▶ Provided records
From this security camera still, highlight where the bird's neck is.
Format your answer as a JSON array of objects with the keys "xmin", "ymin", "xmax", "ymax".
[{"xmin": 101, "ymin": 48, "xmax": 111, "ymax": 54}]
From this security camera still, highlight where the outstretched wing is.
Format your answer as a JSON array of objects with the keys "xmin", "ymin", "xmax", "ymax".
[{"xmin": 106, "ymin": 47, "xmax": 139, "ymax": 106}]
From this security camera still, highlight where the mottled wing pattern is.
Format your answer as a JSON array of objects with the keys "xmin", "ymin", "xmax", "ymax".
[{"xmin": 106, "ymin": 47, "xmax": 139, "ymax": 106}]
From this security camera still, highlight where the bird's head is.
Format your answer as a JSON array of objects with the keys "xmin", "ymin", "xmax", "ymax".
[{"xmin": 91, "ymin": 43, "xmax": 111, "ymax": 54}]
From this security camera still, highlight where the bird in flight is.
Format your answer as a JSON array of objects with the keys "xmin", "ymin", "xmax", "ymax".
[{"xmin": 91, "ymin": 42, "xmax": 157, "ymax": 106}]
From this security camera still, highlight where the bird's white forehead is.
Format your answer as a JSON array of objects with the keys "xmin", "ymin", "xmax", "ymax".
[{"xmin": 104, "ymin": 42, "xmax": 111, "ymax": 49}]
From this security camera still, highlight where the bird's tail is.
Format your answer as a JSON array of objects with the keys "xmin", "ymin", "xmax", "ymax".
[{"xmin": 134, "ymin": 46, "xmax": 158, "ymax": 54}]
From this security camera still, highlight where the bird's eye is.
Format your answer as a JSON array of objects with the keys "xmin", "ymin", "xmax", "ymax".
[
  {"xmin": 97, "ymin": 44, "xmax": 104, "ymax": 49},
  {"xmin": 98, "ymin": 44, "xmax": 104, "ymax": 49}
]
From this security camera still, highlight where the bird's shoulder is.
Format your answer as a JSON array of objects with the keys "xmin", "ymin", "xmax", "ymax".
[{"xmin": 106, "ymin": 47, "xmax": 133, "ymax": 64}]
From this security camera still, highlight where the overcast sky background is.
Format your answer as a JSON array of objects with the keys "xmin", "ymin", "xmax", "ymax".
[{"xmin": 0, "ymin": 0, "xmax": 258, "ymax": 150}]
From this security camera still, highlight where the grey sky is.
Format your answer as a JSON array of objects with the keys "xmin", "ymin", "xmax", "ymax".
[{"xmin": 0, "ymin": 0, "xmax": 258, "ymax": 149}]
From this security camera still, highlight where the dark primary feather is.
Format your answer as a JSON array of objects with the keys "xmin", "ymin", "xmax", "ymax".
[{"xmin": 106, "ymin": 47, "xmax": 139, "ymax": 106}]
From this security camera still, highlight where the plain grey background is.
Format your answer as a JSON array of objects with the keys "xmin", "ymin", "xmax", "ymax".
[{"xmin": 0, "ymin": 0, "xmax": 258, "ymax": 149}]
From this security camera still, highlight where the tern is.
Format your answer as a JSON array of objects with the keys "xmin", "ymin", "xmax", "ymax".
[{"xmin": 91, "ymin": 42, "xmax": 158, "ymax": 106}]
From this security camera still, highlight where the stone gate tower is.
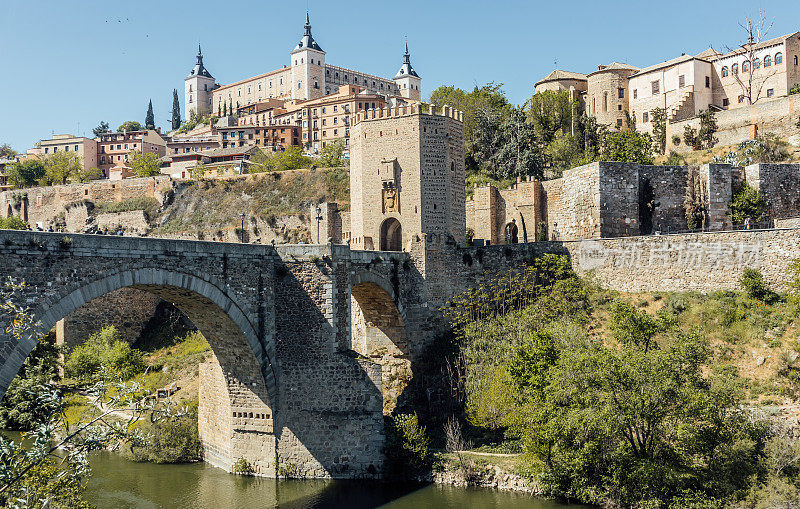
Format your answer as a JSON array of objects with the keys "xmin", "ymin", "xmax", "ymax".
[{"xmin": 349, "ymin": 104, "xmax": 465, "ymax": 251}]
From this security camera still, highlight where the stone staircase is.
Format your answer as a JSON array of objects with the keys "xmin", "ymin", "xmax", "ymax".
[{"xmin": 669, "ymin": 86, "xmax": 695, "ymax": 123}]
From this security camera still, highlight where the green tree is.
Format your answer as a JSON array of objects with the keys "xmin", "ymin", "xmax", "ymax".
[
  {"xmin": 92, "ymin": 121, "xmax": 110, "ymax": 137},
  {"xmin": 145, "ymin": 99, "xmax": 156, "ymax": 130},
  {"xmin": 190, "ymin": 161, "xmax": 207, "ymax": 179},
  {"xmin": 684, "ymin": 125, "xmax": 700, "ymax": 150},
  {"xmin": 41, "ymin": 151, "xmax": 82, "ymax": 185},
  {"xmin": 316, "ymin": 139, "xmax": 346, "ymax": 168},
  {"xmin": 0, "ymin": 143, "xmax": 17, "ymax": 159},
  {"xmin": 6, "ymin": 159, "xmax": 45, "ymax": 188},
  {"xmin": 117, "ymin": 120, "xmax": 144, "ymax": 132},
  {"xmin": 271, "ymin": 146, "xmax": 312, "ymax": 172},
  {"xmin": 64, "ymin": 326, "xmax": 145, "ymax": 381},
  {"xmin": 650, "ymin": 107, "xmax": 667, "ymax": 154},
  {"xmin": 601, "ymin": 129, "xmax": 654, "ymax": 164},
  {"xmin": 0, "ymin": 216, "xmax": 28, "ymax": 230},
  {"xmin": 129, "ymin": 150, "xmax": 162, "ymax": 177},
  {"xmin": 247, "ymin": 150, "xmax": 273, "ymax": 174},
  {"xmin": 697, "ymin": 108, "xmax": 718, "ymax": 149},
  {"xmin": 490, "ymin": 107, "xmax": 544, "ymax": 179},
  {"xmin": 385, "ymin": 413, "xmax": 431, "ymax": 478},
  {"xmin": 72, "ymin": 167, "xmax": 104, "ymax": 183},
  {"xmin": 729, "ymin": 182, "xmax": 767, "ymax": 225},
  {"xmin": 171, "ymin": 90, "xmax": 181, "ymax": 131},
  {"xmin": 0, "ymin": 334, "xmax": 60, "ymax": 430}
]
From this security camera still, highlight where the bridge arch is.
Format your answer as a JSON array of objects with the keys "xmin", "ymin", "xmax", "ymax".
[
  {"xmin": 0, "ymin": 267, "xmax": 277, "ymax": 475},
  {"xmin": 349, "ymin": 271, "xmax": 410, "ymax": 414}
]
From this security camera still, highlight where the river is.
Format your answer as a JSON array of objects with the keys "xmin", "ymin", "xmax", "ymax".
[{"xmin": 84, "ymin": 450, "xmax": 588, "ymax": 509}]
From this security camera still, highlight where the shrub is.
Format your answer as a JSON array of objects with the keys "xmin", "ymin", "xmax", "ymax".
[
  {"xmin": 740, "ymin": 267, "xmax": 779, "ymax": 304},
  {"xmin": 729, "ymin": 182, "xmax": 767, "ymax": 225},
  {"xmin": 127, "ymin": 414, "xmax": 200, "ymax": 463},
  {"xmin": 64, "ymin": 326, "xmax": 145, "ymax": 381},
  {"xmin": 385, "ymin": 413, "xmax": 431, "ymax": 478},
  {"xmin": 0, "ymin": 215, "xmax": 28, "ymax": 230},
  {"xmin": 233, "ymin": 457, "xmax": 254, "ymax": 475}
]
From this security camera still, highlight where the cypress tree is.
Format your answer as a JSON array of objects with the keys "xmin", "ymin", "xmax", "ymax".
[
  {"xmin": 171, "ymin": 90, "xmax": 181, "ymax": 130},
  {"xmin": 145, "ymin": 100, "xmax": 155, "ymax": 130}
]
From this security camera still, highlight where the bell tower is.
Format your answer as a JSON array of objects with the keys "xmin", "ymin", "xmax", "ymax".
[
  {"xmin": 185, "ymin": 44, "xmax": 216, "ymax": 119},
  {"xmin": 393, "ymin": 42, "xmax": 421, "ymax": 101},
  {"xmin": 291, "ymin": 12, "xmax": 326, "ymax": 101}
]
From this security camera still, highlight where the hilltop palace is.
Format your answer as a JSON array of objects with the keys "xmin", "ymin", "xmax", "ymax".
[{"xmin": 184, "ymin": 13, "xmax": 421, "ymax": 155}]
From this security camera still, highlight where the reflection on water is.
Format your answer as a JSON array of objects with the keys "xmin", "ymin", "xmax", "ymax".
[{"xmin": 85, "ymin": 450, "xmax": 587, "ymax": 509}]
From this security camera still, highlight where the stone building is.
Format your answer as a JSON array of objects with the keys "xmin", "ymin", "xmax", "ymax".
[
  {"xmin": 193, "ymin": 13, "xmax": 421, "ymax": 122},
  {"xmin": 466, "ymin": 161, "xmax": 800, "ymax": 244},
  {"xmin": 29, "ymin": 134, "xmax": 98, "ymax": 172},
  {"xmin": 586, "ymin": 63, "xmax": 638, "ymax": 129},
  {"xmin": 349, "ymin": 105, "xmax": 466, "ymax": 251},
  {"xmin": 536, "ymin": 30, "xmax": 800, "ymax": 139},
  {"xmin": 185, "ymin": 45, "xmax": 218, "ymax": 118},
  {"xmin": 97, "ymin": 129, "xmax": 167, "ymax": 178}
]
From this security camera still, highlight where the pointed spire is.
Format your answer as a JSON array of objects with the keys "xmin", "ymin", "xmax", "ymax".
[
  {"xmin": 403, "ymin": 39, "xmax": 411, "ymax": 65},
  {"xmin": 395, "ymin": 39, "xmax": 419, "ymax": 79},
  {"xmin": 198, "ymin": 43, "xmax": 202, "ymax": 56},
  {"xmin": 188, "ymin": 43, "xmax": 213, "ymax": 79},
  {"xmin": 292, "ymin": 10, "xmax": 324, "ymax": 53},
  {"xmin": 304, "ymin": 11, "xmax": 312, "ymax": 36}
]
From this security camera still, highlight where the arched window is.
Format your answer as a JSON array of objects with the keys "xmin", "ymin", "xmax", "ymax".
[
  {"xmin": 753, "ymin": 58, "xmax": 761, "ymax": 69},
  {"xmin": 721, "ymin": 66, "xmax": 729, "ymax": 77},
  {"xmin": 776, "ymin": 52, "xmax": 783, "ymax": 64},
  {"xmin": 732, "ymin": 63, "xmax": 739, "ymax": 75},
  {"xmin": 742, "ymin": 61, "xmax": 750, "ymax": 73},
  {"xmin": 603, "ymin": 92, "xmax": 608, "ymax": 112},
  {"xmin": 189, "ymin": 95, "xmax": 193, "ymax": 103},
  {"xmin": 764, "ymin": 55, "xmax": 772, "ymax": 67}
]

▶ Directions for this task
Search the entries for the word "stone" and show every line that has it.

▶ Result of the task
From this security camera still, highlight where the stone gate tower is.
From this security camera still, highlight where the stone staircase is.
From this security camera still, highlight where the stone building is.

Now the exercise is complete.